● What this task involves:
Print exactly the lines from the one containing "top? Mark that spot." through the last line of the listing, both included.

● Collection entries:
□ □ □ □ □ □ □

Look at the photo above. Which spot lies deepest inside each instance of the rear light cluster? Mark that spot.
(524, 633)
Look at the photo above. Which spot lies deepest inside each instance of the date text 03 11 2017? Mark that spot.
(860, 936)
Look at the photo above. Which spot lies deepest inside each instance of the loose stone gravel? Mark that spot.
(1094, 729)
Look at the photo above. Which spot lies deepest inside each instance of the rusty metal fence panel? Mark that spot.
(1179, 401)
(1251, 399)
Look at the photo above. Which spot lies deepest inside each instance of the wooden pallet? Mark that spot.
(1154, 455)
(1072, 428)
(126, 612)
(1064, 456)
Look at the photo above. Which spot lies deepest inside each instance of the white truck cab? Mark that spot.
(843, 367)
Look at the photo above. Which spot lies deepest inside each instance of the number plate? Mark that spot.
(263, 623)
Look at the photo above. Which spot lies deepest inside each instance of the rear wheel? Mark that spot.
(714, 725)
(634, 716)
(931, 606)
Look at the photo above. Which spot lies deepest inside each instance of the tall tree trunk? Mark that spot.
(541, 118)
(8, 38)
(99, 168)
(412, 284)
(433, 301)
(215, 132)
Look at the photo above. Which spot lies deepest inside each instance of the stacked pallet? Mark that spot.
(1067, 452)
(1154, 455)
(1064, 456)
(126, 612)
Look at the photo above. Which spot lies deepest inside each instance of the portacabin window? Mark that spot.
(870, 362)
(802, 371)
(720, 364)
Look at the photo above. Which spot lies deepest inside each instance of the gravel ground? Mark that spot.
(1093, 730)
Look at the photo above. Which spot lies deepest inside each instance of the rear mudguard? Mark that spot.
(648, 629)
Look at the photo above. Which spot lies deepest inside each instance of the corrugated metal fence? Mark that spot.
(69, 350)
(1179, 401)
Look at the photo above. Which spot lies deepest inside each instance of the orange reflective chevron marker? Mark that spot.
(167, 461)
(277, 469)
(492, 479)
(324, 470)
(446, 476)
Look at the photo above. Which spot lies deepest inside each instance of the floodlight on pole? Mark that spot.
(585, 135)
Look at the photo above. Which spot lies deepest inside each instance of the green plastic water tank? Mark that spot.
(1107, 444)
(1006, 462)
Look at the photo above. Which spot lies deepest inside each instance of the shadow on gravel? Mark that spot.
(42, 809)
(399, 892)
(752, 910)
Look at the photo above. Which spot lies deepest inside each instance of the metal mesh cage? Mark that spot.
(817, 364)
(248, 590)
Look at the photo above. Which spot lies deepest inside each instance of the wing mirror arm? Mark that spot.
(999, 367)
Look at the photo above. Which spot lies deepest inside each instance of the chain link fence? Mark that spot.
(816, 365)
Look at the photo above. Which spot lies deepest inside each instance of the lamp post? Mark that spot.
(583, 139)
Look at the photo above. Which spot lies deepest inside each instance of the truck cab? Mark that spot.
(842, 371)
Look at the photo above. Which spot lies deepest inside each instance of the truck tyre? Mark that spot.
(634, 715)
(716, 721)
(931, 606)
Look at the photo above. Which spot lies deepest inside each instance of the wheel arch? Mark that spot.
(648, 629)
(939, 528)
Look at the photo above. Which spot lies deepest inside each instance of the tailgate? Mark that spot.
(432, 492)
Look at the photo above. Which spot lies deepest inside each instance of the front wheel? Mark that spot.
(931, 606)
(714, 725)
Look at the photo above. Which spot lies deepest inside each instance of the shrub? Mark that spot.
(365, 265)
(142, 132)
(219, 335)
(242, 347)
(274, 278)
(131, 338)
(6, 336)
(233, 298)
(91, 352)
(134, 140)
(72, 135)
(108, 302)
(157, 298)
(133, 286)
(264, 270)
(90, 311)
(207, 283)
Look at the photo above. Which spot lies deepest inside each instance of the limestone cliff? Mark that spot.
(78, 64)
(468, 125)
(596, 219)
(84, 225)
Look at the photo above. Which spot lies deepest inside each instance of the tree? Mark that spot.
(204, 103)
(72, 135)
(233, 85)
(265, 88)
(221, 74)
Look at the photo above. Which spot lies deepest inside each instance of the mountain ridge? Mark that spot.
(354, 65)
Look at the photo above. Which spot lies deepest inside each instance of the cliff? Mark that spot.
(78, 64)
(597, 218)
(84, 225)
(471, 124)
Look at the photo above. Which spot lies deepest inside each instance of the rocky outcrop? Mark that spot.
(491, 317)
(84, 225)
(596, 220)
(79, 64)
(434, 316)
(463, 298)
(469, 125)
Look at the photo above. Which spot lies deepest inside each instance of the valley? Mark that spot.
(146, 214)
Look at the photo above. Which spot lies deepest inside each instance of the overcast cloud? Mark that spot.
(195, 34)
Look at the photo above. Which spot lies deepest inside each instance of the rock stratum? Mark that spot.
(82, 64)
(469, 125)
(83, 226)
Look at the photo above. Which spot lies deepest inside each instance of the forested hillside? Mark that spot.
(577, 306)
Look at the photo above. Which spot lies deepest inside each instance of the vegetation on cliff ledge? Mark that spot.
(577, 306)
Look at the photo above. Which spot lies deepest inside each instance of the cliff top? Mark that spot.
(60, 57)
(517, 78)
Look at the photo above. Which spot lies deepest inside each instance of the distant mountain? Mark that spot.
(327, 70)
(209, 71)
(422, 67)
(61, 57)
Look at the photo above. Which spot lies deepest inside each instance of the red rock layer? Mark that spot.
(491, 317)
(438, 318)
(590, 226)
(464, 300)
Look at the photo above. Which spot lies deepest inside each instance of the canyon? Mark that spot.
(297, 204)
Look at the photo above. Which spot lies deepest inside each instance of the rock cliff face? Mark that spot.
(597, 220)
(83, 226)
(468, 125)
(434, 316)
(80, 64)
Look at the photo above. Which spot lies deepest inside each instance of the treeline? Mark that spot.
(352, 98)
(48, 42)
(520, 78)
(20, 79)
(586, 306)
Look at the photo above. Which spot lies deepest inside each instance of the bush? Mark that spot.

□ □ □ □ □ □ □

● Solution to this exercise:
Look at the photo above. Which spot lies deepest inside each instance of the cliff top? Mark that spot.
(60, 57)
(517, 78)
Look at the photo above. Which spot lies deepest inside each instance of the distant mountain? Mark that spot.
(327, 70)
(209, 71)
(422, 67)
(61, 57)
Look at the photo above. Which spot lies deepest inside each instance of the red rock layer? Mark that spot.
(491, 317)
(438, 318)
(590, 226)
(464, 300)
Look at the photo above. Which spot lies deepest inside each instance of the canyon? Mark that spot.
(297, 204)
Look at the photo above. Which spot lies deepest inside each instance of the rock cliff face? Mark that spot.
(597, 220)
(83, 226)
(468, 125)
(434, 316)
(80, 64)
Look at the photo above. Which spot lies deepest inside each instance of the treeline? Mark that spot.
(352, 98)
(48, 42)
(520, 78)
(20, 79)
(586, 306)
Look at the photo above. Which spot lies deepest inside each instance of the bush? Mark that spot.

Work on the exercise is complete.